> Enunciado a:
Responda às perguntas abaixo com base no texto sobre o comunismo.
(i) Em que ano Trotski disse que não haveria outro caminho a não ser o de um poder ditatorial?
(ii) De que autor é a frase "faça com que um príncipe conserve seu Estado e todos louvarão os seus meios"?
(iii) Que frase os que ainda tentam defender o comunismo podem falar à vontade?

Não sou historiador, mas, para julgar a utilidade e a novidade desta
obra, conta o fato de ser a primeira
da qual se apreende que não há
país onde, depois de instaurado
um regime comunista, não tenha
sido imposto um sistema de terror.
Podem variar os mecanismos do
exercício do terror, a quantidade e
a qualidade das vítimas, mas está
em todo o lugar, temos que repetir
com força, em todo o lugar, a idêntica ferocidade, a arbitrariedade e a
enormidade no uso da violência
para a manutenção do poder.
Pergunta - Comunismo e despotismo estão ligados sem salvação?
Bobbio - Este universalismo
despótico pertence à própria natureza do comunismo histórico. Se
for assim, e o livro oferece uma
prova irrefutável de que é assim,
não podemos deixar de nos perguntar se a forma despótica do poder não seria congênita à própria
essência do comunismo. Os que
ainda tentam a sua defesa, podem
falar à vontade: "O comunismo
histórico foi uma forma degenerativa do comunismo ideal". Mas
como é que esta degeneração se
deu sempre, e em todo lugar?
Pergunta - Mesmo para Courtois
não há uma única resposta, e sim
muitas. Vejamos algumas delas.
Bobbio - A primeira é a que
aflora na maioria das justificativas
póstumas: a relação entre fins e
meios. Se é verdade que a lei suprema da política é aquela segundo a
qual o fim justifica os meios ("faça
com que um príncipe conserve seu
Estado e todos louvarão os seus
meios", escreve Maquiavel),
quanto mais alto e difícil de alcançar for o fim, tanto mais tende-se a
justificar a dureza dos meios. Já em
1920 Trotski dissera que, posta a
tarefa da abolição da propriedade
individual -coisa que nenhum
regime já tentara-, não haveria
outro caminho a não ser o de um
poder ditatorial. Sobre a necessidade de um regime feroz, nem sequer Lenin tinha dúvidas. Dizia:
"A crueldade de nossa vida, imposta pelas circunstâncias, será
compreendida e perdoada. Tudo
será compreendido. Tudo!".

> Enunciado b: Por favor, reproduza sem alterações as linhas dos registros, começando pela linha que contém "--target mountain slope with trees" e parando depois da linha que contém "Give the mask of every instance of the mountain slope", com as duas incluídas.

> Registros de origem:
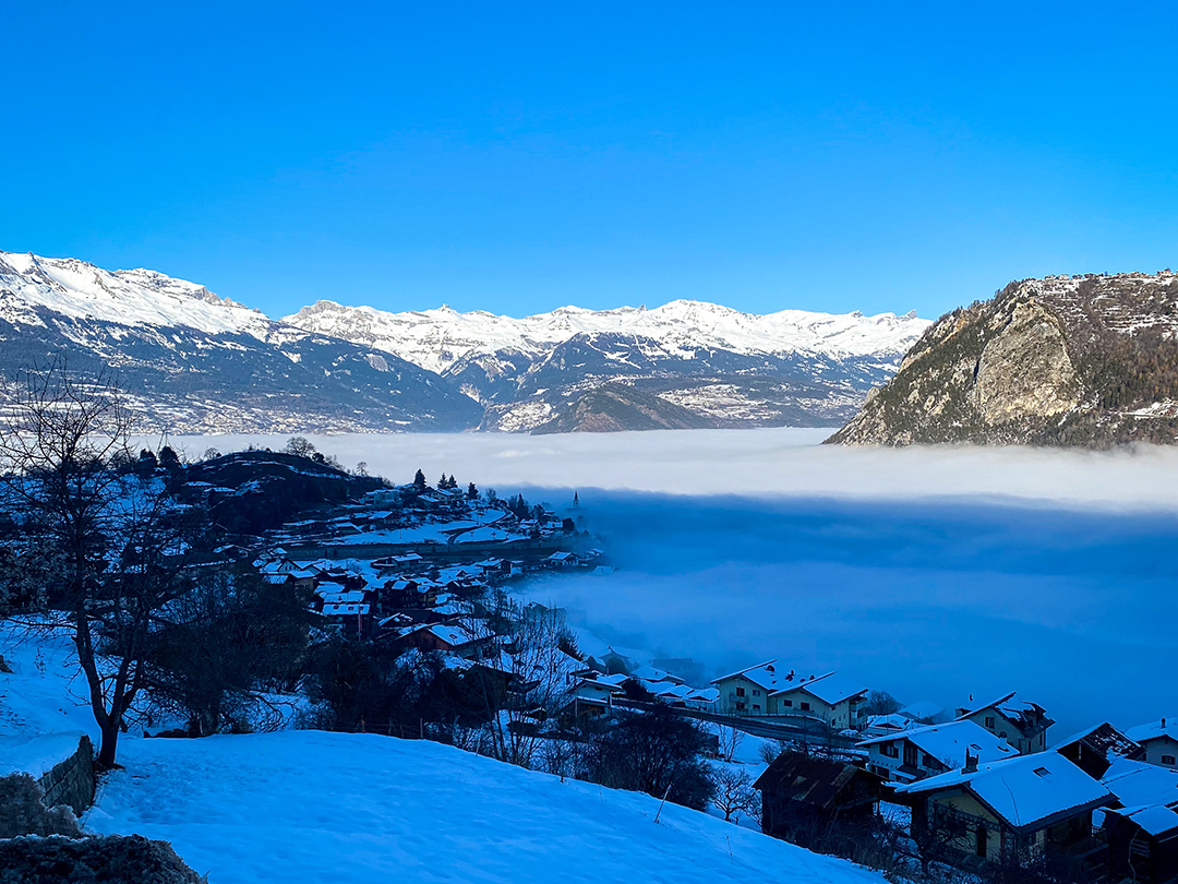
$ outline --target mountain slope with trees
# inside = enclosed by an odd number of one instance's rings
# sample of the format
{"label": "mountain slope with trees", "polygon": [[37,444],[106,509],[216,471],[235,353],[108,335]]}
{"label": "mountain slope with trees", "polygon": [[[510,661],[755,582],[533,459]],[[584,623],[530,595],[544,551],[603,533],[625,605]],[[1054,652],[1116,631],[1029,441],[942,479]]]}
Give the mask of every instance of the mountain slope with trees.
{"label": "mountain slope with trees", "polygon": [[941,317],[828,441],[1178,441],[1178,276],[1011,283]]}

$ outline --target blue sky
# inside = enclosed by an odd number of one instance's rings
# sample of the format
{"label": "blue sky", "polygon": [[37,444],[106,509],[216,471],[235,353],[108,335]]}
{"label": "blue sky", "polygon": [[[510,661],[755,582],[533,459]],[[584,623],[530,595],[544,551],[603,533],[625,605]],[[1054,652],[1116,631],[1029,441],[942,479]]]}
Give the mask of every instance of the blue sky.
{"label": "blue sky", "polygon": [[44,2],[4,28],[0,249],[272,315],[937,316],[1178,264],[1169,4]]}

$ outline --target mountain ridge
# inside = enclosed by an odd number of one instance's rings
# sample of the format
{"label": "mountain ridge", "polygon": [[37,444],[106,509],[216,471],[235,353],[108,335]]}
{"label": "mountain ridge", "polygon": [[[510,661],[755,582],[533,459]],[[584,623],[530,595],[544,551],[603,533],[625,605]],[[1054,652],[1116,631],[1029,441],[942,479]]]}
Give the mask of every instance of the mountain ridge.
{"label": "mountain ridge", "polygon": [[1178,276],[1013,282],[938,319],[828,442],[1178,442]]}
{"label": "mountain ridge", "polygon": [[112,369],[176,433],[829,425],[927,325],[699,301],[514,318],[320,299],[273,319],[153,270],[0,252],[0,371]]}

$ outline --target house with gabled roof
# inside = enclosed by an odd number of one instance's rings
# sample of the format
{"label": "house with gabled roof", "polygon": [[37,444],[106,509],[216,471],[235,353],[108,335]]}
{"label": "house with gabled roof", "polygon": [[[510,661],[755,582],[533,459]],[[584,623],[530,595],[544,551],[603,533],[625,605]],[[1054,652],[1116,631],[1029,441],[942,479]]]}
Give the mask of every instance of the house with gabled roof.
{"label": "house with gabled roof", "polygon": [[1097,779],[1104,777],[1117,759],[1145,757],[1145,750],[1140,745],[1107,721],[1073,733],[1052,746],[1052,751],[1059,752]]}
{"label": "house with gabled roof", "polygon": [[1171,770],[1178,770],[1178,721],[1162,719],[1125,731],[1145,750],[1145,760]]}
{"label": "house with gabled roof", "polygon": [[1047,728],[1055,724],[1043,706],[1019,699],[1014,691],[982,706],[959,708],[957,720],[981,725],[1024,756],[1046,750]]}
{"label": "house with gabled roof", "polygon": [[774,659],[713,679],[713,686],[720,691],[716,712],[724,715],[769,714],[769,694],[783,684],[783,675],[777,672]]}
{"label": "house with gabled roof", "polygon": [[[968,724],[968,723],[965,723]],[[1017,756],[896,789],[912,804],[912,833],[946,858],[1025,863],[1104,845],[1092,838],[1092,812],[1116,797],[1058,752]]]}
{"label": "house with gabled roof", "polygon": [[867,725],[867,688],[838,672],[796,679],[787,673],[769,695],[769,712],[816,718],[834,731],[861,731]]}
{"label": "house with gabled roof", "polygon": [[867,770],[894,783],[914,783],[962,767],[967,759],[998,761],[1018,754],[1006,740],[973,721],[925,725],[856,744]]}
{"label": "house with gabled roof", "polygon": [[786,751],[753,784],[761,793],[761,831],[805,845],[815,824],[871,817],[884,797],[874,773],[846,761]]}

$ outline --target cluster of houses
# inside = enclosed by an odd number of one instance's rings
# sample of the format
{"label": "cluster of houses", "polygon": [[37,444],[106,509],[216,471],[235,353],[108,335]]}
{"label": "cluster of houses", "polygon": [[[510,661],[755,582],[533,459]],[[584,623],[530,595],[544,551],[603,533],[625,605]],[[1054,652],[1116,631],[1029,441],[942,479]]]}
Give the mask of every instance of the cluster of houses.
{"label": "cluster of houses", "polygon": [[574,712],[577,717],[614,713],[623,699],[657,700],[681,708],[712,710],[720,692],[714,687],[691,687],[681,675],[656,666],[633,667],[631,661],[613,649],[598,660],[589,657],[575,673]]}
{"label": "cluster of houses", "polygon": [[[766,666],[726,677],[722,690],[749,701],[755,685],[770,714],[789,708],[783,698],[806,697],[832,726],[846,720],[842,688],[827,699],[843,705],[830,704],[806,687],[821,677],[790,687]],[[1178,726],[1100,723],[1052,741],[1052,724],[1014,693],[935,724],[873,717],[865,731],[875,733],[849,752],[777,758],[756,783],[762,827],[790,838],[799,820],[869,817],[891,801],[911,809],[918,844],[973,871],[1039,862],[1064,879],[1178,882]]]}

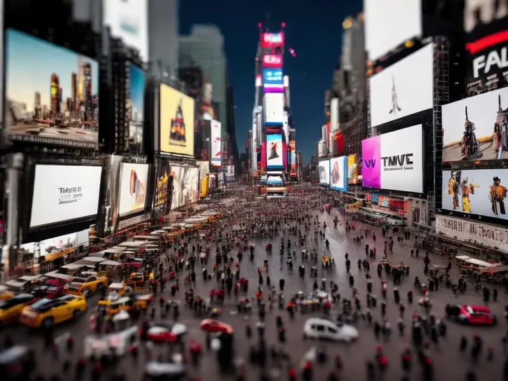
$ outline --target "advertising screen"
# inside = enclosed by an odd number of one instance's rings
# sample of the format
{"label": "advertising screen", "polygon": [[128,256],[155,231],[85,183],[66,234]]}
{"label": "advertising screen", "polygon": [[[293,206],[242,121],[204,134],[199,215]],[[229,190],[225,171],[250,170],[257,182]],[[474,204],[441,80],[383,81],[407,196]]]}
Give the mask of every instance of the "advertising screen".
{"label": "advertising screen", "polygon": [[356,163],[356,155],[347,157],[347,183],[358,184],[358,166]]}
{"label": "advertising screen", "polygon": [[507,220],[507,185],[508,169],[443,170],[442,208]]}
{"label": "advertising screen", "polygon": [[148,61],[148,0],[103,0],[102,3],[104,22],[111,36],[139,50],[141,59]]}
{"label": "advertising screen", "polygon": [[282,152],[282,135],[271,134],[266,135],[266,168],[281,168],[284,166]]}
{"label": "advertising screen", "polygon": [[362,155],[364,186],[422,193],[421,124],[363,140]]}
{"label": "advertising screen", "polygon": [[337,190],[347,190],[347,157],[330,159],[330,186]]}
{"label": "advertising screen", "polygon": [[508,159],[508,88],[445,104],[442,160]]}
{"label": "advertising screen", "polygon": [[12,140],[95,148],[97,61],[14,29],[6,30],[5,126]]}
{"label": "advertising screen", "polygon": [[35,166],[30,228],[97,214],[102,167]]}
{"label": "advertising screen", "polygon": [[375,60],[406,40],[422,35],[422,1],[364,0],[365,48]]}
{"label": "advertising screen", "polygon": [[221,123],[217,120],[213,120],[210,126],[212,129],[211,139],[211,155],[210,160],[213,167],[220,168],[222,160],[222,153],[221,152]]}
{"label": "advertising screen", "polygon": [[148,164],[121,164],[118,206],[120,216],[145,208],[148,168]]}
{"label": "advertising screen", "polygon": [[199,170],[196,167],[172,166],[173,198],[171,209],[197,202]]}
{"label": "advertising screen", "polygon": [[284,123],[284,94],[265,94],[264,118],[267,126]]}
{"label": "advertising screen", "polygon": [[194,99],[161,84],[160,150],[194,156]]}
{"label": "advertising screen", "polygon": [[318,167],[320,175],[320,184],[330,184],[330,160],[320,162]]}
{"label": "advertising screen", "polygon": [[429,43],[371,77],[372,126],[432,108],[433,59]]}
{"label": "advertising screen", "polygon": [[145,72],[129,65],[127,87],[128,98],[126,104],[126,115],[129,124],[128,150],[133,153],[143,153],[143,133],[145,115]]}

* * *

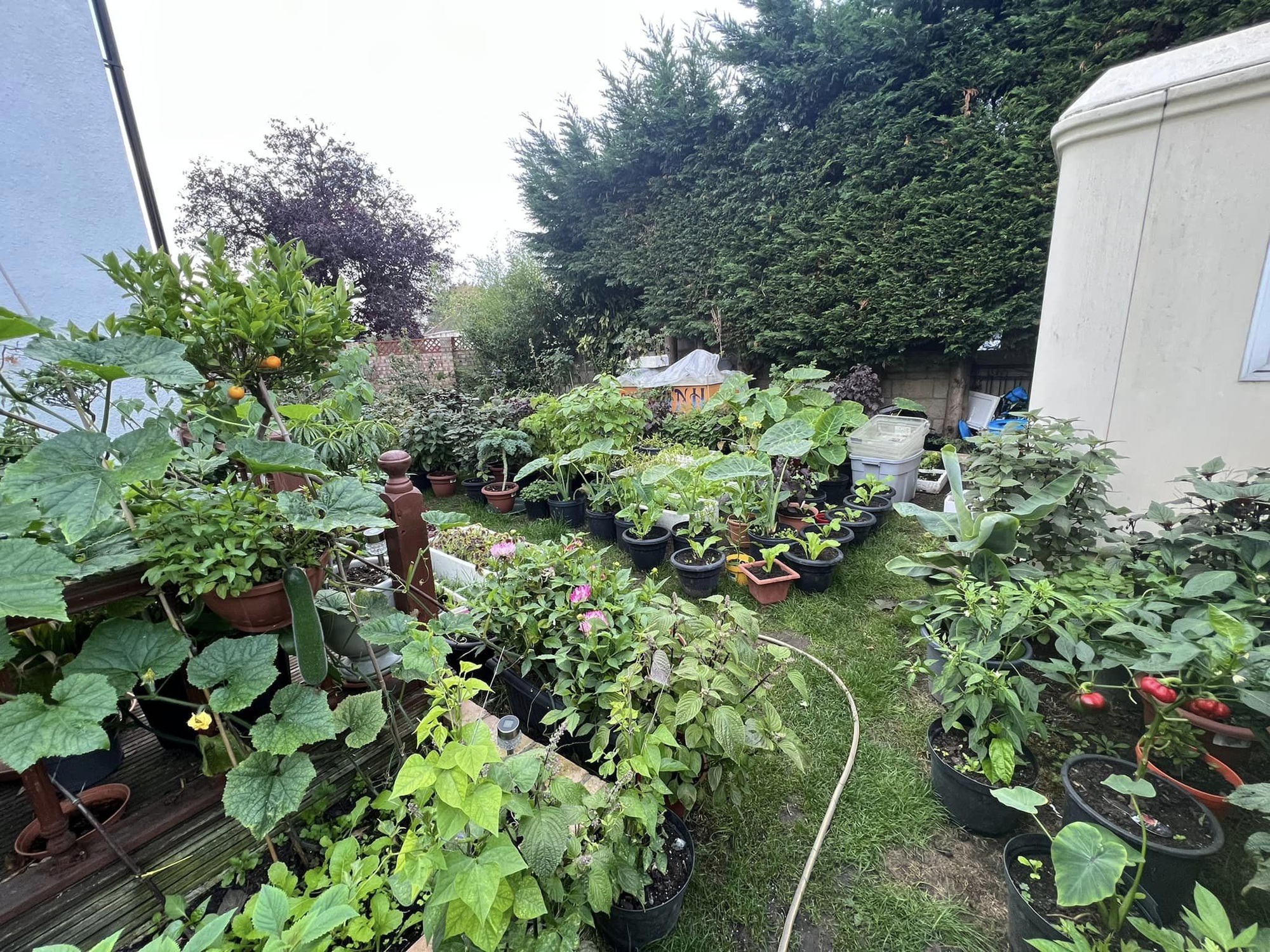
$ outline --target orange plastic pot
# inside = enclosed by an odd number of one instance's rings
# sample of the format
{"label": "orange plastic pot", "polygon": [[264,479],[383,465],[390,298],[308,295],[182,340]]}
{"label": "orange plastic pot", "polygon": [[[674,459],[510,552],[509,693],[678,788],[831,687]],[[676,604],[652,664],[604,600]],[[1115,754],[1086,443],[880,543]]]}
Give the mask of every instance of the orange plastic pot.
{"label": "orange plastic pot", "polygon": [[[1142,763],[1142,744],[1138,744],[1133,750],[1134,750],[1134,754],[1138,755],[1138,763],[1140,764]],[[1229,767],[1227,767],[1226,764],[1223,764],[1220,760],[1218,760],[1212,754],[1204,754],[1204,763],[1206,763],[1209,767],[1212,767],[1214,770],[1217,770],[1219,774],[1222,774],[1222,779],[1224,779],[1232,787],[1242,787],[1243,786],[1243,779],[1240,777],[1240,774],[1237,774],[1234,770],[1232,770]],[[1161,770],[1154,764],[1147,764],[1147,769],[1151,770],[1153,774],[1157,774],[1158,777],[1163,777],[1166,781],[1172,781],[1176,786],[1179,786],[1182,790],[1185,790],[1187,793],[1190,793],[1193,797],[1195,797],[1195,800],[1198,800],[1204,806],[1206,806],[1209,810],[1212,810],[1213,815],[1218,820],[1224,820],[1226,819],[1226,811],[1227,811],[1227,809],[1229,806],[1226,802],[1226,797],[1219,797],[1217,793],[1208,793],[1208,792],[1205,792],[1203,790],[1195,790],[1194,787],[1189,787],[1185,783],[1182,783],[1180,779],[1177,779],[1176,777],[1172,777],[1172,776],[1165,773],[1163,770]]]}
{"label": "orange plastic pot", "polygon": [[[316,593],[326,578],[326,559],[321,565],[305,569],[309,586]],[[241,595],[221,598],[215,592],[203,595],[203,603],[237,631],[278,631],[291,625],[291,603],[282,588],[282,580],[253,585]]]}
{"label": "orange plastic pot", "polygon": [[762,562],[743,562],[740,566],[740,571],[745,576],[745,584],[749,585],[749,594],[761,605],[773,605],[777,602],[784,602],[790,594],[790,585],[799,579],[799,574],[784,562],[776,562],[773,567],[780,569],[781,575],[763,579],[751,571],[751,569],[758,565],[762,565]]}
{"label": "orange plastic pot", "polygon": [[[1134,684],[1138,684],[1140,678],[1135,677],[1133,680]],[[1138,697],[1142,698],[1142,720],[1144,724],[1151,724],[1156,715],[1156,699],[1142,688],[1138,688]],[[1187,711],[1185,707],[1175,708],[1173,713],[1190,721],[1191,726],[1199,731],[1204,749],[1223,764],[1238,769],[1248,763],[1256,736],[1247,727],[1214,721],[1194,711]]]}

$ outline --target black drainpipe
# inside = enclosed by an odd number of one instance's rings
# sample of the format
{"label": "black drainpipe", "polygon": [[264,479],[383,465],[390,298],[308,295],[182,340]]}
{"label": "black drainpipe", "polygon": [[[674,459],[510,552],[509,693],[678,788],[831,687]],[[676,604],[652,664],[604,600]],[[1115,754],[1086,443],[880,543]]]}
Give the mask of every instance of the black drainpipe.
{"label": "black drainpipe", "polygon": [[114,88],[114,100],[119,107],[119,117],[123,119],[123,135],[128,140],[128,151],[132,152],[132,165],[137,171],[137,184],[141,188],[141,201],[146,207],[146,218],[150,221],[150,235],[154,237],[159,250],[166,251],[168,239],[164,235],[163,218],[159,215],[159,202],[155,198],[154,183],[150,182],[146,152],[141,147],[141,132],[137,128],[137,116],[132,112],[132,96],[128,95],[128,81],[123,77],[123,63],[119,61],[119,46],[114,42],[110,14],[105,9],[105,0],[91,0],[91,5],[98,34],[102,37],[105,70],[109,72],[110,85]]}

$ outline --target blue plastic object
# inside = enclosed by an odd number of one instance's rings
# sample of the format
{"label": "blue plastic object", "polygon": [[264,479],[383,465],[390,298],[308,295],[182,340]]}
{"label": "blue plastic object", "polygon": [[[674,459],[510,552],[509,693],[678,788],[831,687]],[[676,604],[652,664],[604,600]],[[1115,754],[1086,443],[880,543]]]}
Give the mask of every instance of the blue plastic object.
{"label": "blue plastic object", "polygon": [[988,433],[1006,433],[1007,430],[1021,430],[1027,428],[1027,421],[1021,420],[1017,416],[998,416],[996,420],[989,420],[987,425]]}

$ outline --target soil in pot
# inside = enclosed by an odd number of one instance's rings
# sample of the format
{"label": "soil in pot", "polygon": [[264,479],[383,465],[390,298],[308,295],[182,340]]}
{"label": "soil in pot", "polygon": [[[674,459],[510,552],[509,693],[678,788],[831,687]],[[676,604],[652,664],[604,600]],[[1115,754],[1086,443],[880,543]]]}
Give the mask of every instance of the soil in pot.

> Resolução a:
(i) Em 1920.
(ii) De Maquiavel.
(iii) "O comunismo histórico foi uma forma degenerativa do comunismo ideal".

> Resolução b:
$ outline --target mountain slope with trees
# inside = enclosed by an odd number of one instance's rings
# sample of the format
{"label": "mountain slope with trees", "polygon": [[37,444],[106,509],[216,471],[235,353],[108,335]]}
{"label": "mountain slope with trees", "polygon": [[[510,661],[755,582],[533,459]],[[584,623],[530,595],[544,551],[603,533],[625,605]],[[1054,652],[1116,631],[1029,441],[942,479]]]}
Give the mask of every instance of the mountain slope with trees.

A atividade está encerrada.